* begin *

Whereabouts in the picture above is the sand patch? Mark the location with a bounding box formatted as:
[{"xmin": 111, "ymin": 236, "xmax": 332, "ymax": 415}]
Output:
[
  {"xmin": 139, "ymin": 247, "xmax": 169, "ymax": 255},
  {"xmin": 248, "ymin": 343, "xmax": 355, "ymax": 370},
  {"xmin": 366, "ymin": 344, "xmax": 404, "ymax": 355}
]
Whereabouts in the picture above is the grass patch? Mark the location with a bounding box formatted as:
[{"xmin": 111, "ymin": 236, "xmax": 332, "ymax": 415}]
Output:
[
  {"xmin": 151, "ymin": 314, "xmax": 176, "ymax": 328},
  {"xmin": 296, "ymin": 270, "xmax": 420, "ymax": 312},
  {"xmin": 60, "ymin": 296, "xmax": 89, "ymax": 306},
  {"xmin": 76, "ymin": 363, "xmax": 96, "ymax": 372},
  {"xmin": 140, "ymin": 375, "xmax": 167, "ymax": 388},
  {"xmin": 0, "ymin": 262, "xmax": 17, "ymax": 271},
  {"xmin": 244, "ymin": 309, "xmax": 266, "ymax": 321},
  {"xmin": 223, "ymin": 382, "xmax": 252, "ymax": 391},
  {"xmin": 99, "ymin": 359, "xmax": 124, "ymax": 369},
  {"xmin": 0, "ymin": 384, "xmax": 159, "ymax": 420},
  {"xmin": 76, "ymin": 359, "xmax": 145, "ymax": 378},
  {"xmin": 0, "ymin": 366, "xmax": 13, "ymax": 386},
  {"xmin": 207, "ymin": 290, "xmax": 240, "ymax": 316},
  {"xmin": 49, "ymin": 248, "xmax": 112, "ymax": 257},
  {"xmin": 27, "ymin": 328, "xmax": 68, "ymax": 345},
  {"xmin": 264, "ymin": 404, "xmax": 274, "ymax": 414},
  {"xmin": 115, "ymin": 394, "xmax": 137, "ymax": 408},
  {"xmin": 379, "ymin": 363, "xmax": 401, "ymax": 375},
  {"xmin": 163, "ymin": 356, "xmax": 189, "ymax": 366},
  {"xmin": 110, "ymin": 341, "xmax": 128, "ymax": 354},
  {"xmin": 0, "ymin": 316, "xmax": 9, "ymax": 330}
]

* end *

The exercise -
Gather every line of the items above that contains the string "bounding". Case counts.

Solution -
Whereabouts in the picture above is the sand patch? Mark the location with a bounding box formatted as:
Whereabouts in the picture above is the grass patch? Mark the location with a bounding box formatted as:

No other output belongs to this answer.